**** 발췌문 ****
X_train, X_test, y_train, y_test = train_test_split(pc_vectors_flattened, labels, test_size=0.2, random_state=42)

rf_model = RandomForestClassifier(
    n_estimators=9,
    max_depth=3,
    min_samples_split=10,
    min_samples_leaf=5,
    max_features='sqrt',
    random_state=42
)
rf_model.fit(X_train, y_train)
y_pred = rf_model.predict(X_test)
f1 = f1_score(y_test, y_pred, average='macro')
print(f"Macro F1-Score: {f1:.2f}")

cm = confusion_matrix(y_test, y_pred, labels=rf_model.classes_)
plt.figure(figsize=(8,6))
sns.heatmap(cm, annot=True, fmt="d", cmap="Blues", xticklabels=rf_model.classes_, yticklabels=rf_model.classes_)
plt.title("Confusion Matrix for Random Forest Model")
**** 제공 항목 ****
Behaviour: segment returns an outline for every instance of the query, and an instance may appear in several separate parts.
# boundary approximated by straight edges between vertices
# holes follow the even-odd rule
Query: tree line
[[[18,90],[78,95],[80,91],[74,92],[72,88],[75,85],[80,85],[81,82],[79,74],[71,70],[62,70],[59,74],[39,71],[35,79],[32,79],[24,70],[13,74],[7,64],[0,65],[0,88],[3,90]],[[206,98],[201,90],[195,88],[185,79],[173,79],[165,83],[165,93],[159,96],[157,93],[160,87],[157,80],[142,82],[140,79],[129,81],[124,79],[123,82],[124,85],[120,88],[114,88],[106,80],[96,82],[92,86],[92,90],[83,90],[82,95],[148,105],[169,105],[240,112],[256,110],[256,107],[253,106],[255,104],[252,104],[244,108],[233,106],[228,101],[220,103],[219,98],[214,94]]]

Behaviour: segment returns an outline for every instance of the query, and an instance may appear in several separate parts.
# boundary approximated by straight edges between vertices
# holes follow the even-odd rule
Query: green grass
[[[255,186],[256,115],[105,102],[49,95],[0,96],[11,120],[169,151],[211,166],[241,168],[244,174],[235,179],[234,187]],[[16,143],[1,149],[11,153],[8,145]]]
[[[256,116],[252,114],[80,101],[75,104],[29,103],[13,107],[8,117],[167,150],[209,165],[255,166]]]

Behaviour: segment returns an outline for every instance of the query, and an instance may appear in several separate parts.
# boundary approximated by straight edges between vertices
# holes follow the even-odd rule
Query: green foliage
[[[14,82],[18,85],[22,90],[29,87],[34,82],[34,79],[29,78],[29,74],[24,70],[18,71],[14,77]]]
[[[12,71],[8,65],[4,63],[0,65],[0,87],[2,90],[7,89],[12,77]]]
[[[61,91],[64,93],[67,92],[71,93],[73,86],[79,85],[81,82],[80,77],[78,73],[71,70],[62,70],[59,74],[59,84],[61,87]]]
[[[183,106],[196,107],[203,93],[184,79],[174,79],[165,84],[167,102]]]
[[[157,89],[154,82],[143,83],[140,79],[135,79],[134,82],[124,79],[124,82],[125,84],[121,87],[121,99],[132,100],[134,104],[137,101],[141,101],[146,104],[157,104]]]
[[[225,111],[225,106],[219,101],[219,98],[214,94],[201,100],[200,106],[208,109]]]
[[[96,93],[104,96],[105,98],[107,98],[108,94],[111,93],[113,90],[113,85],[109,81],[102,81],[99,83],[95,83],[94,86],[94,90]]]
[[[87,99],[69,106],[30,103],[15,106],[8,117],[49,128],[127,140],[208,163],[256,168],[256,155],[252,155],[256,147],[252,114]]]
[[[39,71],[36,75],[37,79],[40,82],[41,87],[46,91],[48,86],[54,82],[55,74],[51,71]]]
****
작성 과제:
1. 랜덤 포레스트 코드에서 "f1 = f1_score(y_test, y_pred, average='macro')"부터 "plt.figure(figsize=(8,6))"까지, 양 끝을 포함해 한 글자도 바꾸지 말고 다시 적으세요.
2. 랜덤 포레스트 코드를 마지막 줄 다음부터 이어받아 계속 작성하세요.

과제별 답안:
1.
f1 = f1_score(y_test, y_pred, average='macro')
print(f"Macro F1-Score: {f1:.2f}")

cm = confusion_matrix(y_test, y_pred, labels=rf_model.classes_)
plt.figure(figsize=(8,6))

2.
plt.xlabel('Predicted')
plt.ylabel('Actual')
plt.show()

# ============================================
# 13️⃣ 특정 PC(E013) 로그 분석
# ============================================
from collections import Counter
logs_e013 = pc_groups.get_group('E013')['merge'].values
e013_counter = Counter([item for log in logs_e013 for item in log])
top_5_e013 = e013_counter.most_common(5)

print("\nTop 5 frequent logs for E013:")
for item, count in top_5_e013:
    print(f"{item}: {count}")